__EXTRACTED TEXT__:
.....
For the horizontal monopoly agreements between competitors, the Draft adds for the first time the definition of "competing undertakings" - the subject of the relevant agreements- and clarify that "actual competitors" and "potential competitors" may both become the subject of horizontal monopoly agreements, showing the convergence with international prevailing rules. According to the Draft, "actual competitors are undertakings actively competing in the same relevant market and potential competitors are undertakings having the plan and capability to enter the relevant market for competition in a certain period of time."

In practice, a typical scenario that may involve "potential competitors" is "reverse payment for drug patents". A "reverse payment for drug patents" refers to the payment of certain benefits from an originator to its potential competitor - a generic drug company- for the exchange of the generic drug company's promise not to challenge the validity of the relevant drug patents or to delay its entry to the relevant drug market. This practice usually delays the entry of potential competitors into the market and has a similar effect of eliminating and restricting competition as the commonly-found horizontal monopoly agreements that requires competitors to cease production or withdraw from the market. Although there are no relevant law enforcement cases in China for now, the Supreme People's Court ("SPC") has recently clarified through rulings that the People's Courts should take the initiative to preliminarily review whether agreements with the appearance of "reverse payment for drug patents" violate the AML, and may also hand in suspected illegal clues to the anti-monopoly enforcement authority when necessary.1

  1.              Internalizing the Rules for Identifying RPM Violations under the new AML and Clarifying the Conditions of Applying "Safe Harbor" Rule

For vertical monopoly agreements, there are two main changes in the Draft: first, the internalization of the new provisions on the identification of illegal fixed or minimum resale price maintenance ("RPM") according to the second paragraph of Article 18 of the AML; second, the clarification of the specific conditions for the application of the "safe harbor" rule regarding vertical monopoly agreements according to the third paragraph of Article 18 of the AML.

  1.              The Identification of illegal RPM

Before the amendment of the AML, when it comes to identifying illegal RPM, China's anti-monopoly enforcement authorities usually regard RPM as per se illegal and grant exemptions in exceptional cases, while the courts apply the rule of reason. In order to resolve this kind of conflict, the new AML integrates the two positions and clarifies the principle of "rebuttable presumption of illegality" applied to RPM, i.e. the undertaking needs to prove that its RPM practice does not have the effect of eliminating or restricting competition, otherwise the practice is presumed to be illegal. The same provision is also added in the Draft to match with the new AML, and it is expected that the corresponding provisions incorporated in the judicial interpretations by the SPC regarding monopoly disputes will be the next step.

  1.               Conditions for the Application of the "Safe Harbor" Rule for Vertical Monopoly Agreements

The "safe harbor" rule is an internationally accepted system to exempt undertakings meeting certain conditions from prohibition, presuming their monopolistic acts have no anti-competition effects. The Anti-monopoly Guidelines for the Field of Intellectual Property Rights and the Anti-monopoly Guidelines for Automotive Industry issued by the Anti-monopoly Commission under the State Council in 2019 both set up the "safe harbor" provisions applicable to vertical monopoly agreements, but both guidelines are not universally applicable to all industries or legally binding. The new AML fills this gap by explicitly adding the "safe harbor" rule to vertical monopoly agreements clause in Article 18, and such universal "block exemption" and the "individual exemption" under Article 20 of the new AML provide undertakings with two lines of defense.
.....
__DATA EXTRACTS__:
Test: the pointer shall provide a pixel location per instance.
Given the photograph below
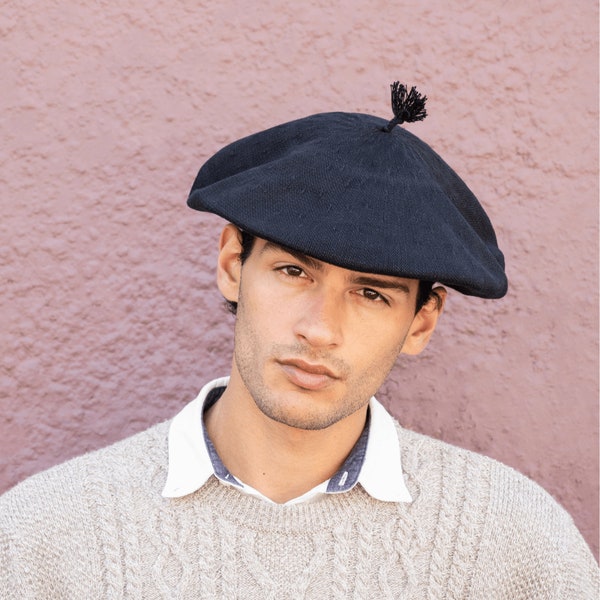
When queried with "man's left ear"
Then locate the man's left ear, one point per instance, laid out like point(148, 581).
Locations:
point(424, 322)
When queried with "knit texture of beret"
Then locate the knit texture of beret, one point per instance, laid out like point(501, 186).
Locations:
point(342, 188)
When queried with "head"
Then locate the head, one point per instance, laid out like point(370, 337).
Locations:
point(314, 341)
point(346, 221)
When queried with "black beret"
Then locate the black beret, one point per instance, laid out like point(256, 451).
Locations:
point(341, 188)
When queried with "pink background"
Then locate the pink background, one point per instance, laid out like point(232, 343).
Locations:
point(109, 317)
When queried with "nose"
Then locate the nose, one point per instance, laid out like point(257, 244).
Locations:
point(319, 322)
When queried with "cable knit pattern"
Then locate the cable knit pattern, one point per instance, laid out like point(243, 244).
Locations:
point(97, 527)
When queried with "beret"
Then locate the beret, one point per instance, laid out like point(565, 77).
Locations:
point(342, 188)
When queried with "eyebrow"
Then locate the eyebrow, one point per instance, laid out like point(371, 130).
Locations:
point(358, 279)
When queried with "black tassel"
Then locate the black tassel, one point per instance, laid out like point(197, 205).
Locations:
point(408, 107)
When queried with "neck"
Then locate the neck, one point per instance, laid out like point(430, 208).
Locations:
point(280, 461)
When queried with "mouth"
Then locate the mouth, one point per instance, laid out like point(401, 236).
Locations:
point(306, 375)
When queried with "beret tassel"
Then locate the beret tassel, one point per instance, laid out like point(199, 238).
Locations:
point(408, 106)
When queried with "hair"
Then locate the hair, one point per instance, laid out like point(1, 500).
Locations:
point(424, 293)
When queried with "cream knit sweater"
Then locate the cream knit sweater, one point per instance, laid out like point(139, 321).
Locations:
point(97, 527)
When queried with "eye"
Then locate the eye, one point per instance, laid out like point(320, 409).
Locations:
point(291, 271)
point(372, 295)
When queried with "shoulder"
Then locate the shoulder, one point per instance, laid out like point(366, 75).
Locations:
point(58, 520)
point(112, 465)
point(518, 535)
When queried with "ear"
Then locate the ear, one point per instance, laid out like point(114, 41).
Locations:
point(229, 265)
point(424, 322)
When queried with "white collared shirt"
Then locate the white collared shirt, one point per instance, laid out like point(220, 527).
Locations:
point(190, 464)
.....
__ACTION ITEM A__:
Answer these from the anti-monopoly text:
(i) How does the Draft define potential competitors?
(ii) Before the AML was amended, what approach did the courts apply when identifying illegal RPM?
(iii) In what year did the Anti-monopoly Commission under the State Council issue the two guidelines with "safe harbor" provisions?
__ACTION ITEM B__:
Write the next part of the anti-monopoly text, picking up after its final sentence.
The data is separate material and has no connection to the anti-monopoly text.

__ANSWER AREA A__:
(i) As undertakings having the plan and capability to enter the relevant market for competition in a certain period of time.
(ii) The rule of reason.
(iii) 2019.

__ANSWER AREA B__:
The Draft, on the one hand, is consistent with the new AML and excludes the application of the "safe harbor" rule on horizontal monopoly agreements; and on the other hand, on the basis of the new AML, specify the rules for applying the "safe harbor" rule on vertical monopoly agreements, including both substantive and procedural aspects:

  • For the substantive aspect: vertical monopoly agreements are not prohibited if (1) the undertaking can prove that each party to the transaction, including its trading counterparty and itself, has the market share of less than 15% in the respective upstream or downstream market (unless otherwise provided by the anti-monopoly law enforcement authority of the State Council); and (2) there is no evidence to prove that the agreements eliminates or restricts competition (we understand that the burden of proof belongs to the enforcement authority or the plaintiff).
  • For the procedural aspect: the undertaking may submit a written application to the AML enforcement authority2 to prove that it complies with the conditions for the application of the aforementioned "safe harbor" rule. The authority may decide not to file the case (if no case has been filed) or to terminate the investigation (if the case has been filed) if the relevant provisions have been satisfied after investigation and verification (third parties or the public may be consulted). From the perspective of systematic interpretation, the written application procedure is "ex post" (i.e., the undertaking has committed the relevant act and is facing investigation and verification by the authority or a case has been filed), rather than "ex ante" in case of seeking advice or comfort letter from antitrust enforcement authority. After all, the Draft does not provide that undertakings may seek "individual exemption" in advance. At present, with limited enforcement resources, the AML enforcement authority may not provide opinions or a comfort letter in advance on application of the "safe harbor" rule and individual exemption, but rather leave it to the undertakings' self-assessment and judgment.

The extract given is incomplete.